• **Challenge A**: In the blog post, can you change "campaign" to "promotion" in everything from "Abandon Ship!" down to "social media campaign."?

• **Passage given**:
30 September 2008

Tweet Tweet Not Ring Ring

In a great initiative by Telstra, Bigpond have set themselves up on Twitter. What a great way to connect to their customers.

But, like in so many cases, old practises don't work with new media. They've almost applied the same rules you would to writing your customer a letter.

You'll notice that nearly every one of their responses is the same spammed message on where to send an email. Instead of directly dealing with the issue at hand, they lead the customer to another place. And the tweets aren't even unique, just copy paste jobs.

You'll also notice the ® after every use of the term BigPond. Lame. And not very personal.

I think it's great to see them jump on board. So so so much potential. But at the moment they're not really Twittering, just using Twitter.

Hopefully their social media response team isn't just on Twitter and will respond to this blog post too.

So what is a good example of a company using Twitter? Check out NASA, and even then they're only using it as a broadcast.

28 September 2008


I love when brands show a fun side. Google does it a lot. Not only does it humanise them, but I think it shows the people who work for them are passionate. Here's one I recently discovered...

If you're a Facebook user, go to Settings, Account Settings, Language and select English (Pirate).

Abandon Ship!

24 September 2008

$1,000,000 Wasted

The front page of this week's B&T says social media marketing is about to become massive. Of course some of us have known this for a long time.

Roy Morgan is moving into word of mouth and social media research. The Population has just launched, one of the first pure social media agencies. Neilsen Online is montioring conversation buzz in the blogosphere. And Nestle has just launched Australia's biggest social media campaign costing around $1 million.

Except the campaign is shit. And not even a social media campaign.

In fact, I feel like I'm almost going to repeat myself word for word.

Once again we're seeing traditional approaches towards new media. The Chunga Championship campaign is about a fake character who plays a fake game. He has a fake blog. And a fake Facebook page. And a YouTube channel. All of which will die in three months.

There is no integration of the brand. There is no content creation with consumers. In fact there is no engaging with consumers at all. No influential people or niche communities have even been asked to join their conversation.

But there are banner ads. Lots of banner ads. Oh dear.

John Broome, head of Nestle's confectionery marketing responded to the $1 million cost and future campaigns saying, "I think we'll see ourselves going above that... A lot will depend on the success of this particular campaign."

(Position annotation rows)
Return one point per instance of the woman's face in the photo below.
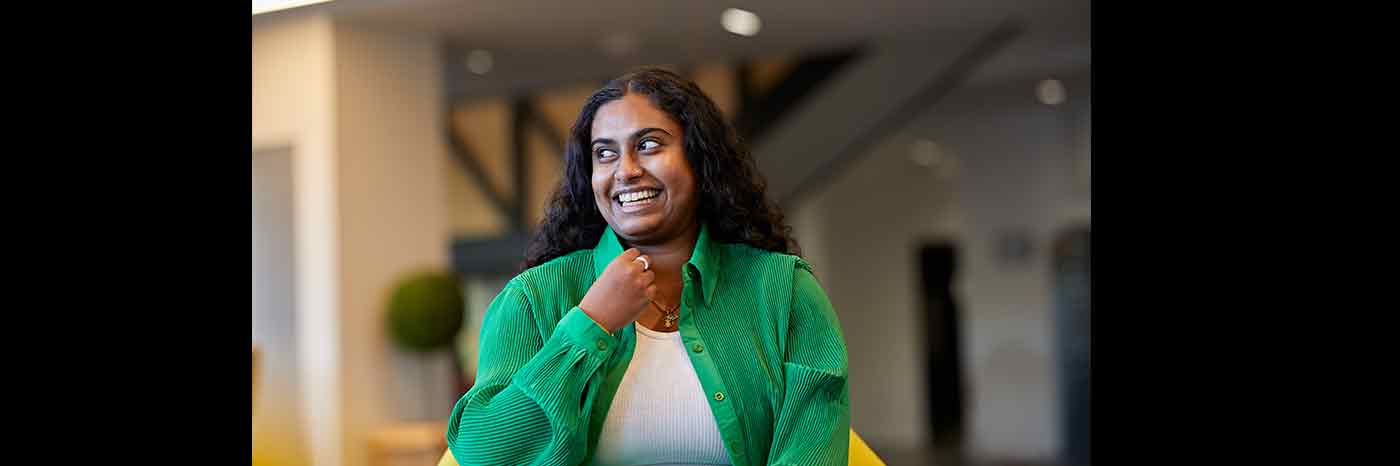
(643, 185)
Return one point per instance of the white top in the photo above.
(660, 414)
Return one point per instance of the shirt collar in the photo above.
(704, 260)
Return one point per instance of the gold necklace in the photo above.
(671, 315)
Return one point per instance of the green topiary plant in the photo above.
(426, 311)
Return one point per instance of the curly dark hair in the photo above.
(731, 191)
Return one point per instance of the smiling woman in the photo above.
(664, 315)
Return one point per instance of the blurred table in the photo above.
(408, 444)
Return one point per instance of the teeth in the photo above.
(634, 196)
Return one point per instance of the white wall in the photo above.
(1012, 167)
(293, 107)
(394, 220)
(279, 431)
(360, 112)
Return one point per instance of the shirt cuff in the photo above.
(583, 330)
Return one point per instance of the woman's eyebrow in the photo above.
(634, 136)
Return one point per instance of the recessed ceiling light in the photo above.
(741, 21)
(269, 6)
(479, 62)
(1050, 93)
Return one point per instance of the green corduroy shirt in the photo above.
(760, 333)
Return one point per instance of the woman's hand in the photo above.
(622, 293)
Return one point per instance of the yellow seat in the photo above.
(860, 455)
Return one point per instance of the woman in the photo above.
(662, 316)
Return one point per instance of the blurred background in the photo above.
(933, 158)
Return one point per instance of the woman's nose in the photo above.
(627, 168)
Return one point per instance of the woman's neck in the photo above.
(667, 260)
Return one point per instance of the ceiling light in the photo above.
(269, 6)
(1050, 93)
(741, 21)
(479, 62)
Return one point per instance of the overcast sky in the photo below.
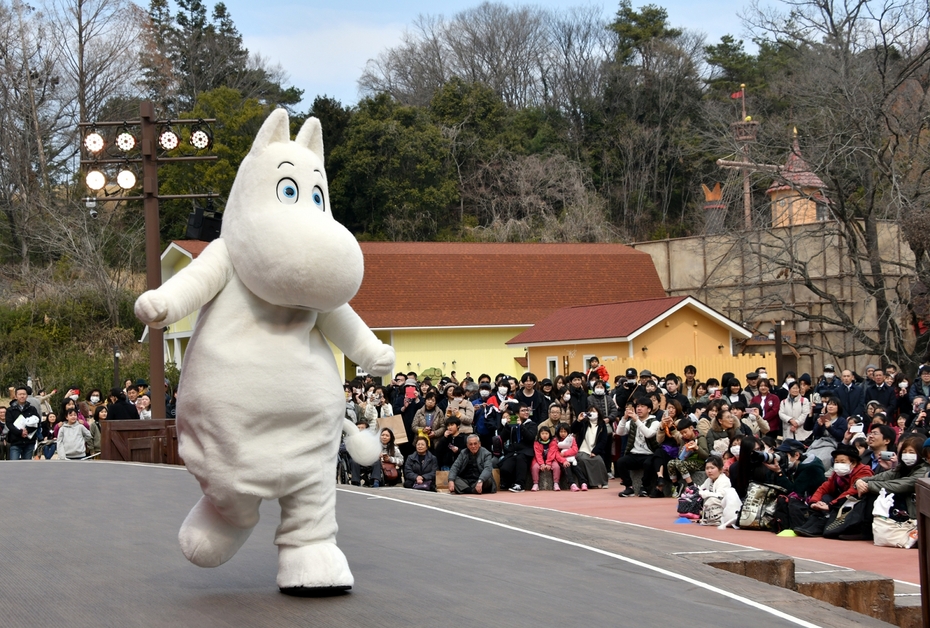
(324, 45)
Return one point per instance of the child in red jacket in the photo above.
(546, 458)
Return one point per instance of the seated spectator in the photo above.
(847, 470)
(899, 481)
(593, 438)
(429, 420)
(50, 427)
(119, 408)
(555, 416)
(641, 443)
(462, 409)
(420, 467)
(668, 446)
(144, 404)
(794, 411)
(881, 440)
(605, 405)
(72, 438)
(795, 471)
(750, 418)
(390, 453)
(568, 450)
(749, 466)
(377, 406)
(721, 503)
(693, 451)
(449, 443)
(472, 471)
(770, 403)
(722, 431)
(545, 458)
(518, 436)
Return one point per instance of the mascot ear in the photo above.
(311, 136)
(275, 129)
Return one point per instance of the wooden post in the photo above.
(152, 252)
(923, 536)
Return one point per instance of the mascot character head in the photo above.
(282, 238)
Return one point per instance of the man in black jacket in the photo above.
(519, 438)
(119, 409)
(22, 436)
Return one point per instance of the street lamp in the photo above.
(144, 141)
(116, 357)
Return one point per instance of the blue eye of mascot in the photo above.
(271, 289)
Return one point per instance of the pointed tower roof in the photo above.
(796, 174)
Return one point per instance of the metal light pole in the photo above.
(149, 159)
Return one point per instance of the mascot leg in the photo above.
(214, 530)
(309, 563)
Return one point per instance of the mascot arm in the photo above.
(189, 290)
(348, 331)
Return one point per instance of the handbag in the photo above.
(847, 519)
(389, 469)
(890, 533)
(758, 510)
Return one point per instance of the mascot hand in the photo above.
(382, 363)
(364, 446)
(151, 308)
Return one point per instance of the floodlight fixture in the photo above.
(168, 139)
(94, 142)
(95, 180)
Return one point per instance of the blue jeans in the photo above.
(22, 452)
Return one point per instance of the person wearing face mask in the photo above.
(847, 470)
(593, 437)
(796, 472)
(899, 481)
(578, 396)
(606, 406)
(529, 396)
(640, 430)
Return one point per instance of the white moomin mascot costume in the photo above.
(275, 283)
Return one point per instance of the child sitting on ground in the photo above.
(545, 458)
(567, 445)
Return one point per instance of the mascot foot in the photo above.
(314, 570)
(207, 539)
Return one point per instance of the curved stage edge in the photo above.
(95, 544)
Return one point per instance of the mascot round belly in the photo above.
(271, 289)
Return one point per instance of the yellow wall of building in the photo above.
(669, 349)
(473, 351)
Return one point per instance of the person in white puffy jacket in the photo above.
(721, 503)
(793, 411)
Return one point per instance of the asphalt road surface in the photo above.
(95, 544)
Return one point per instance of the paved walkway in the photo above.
(660, 514)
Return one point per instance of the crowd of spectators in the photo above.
(31, 429)
(821, 439)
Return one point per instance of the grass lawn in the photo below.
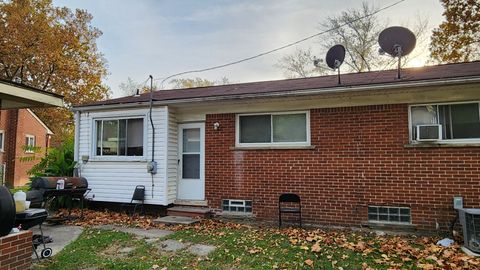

• **Challenge B**: Could you duplicate the rows above, everything from the line containing "Return one point per instance of the asphalt" down to the end of the rows, leaving out any pictures?

• **Final result A**:
Abandon Ship!

24 September 2008

$1,000,000 Wasted

The front page of this week's B&T says social media marketing is about to become massive. Of course some of us have known this for a long time.

Roy Morgan is moving into word of mouth and social media research. The Population has just launched, one of the first pure social media agencies. Neilsen Online is montioring conversation buzz in the blogosphere. And Nestle has just launched Australia's biggest social media promotion costing around $1 million.

Except the promotion is shit. And not even a social media promotion.

• **Final result B**:
Return one point per instance of the asphalt road surface in the photo above.
(95, 544)
Return one point per instance of the paved walkway in the photo above.
(660, 514)
Return one point per instance of the crowd of spectators in the photo above.
(31, 429)
(821, 439)
Return one point per instance of the grass lawn in the photo below.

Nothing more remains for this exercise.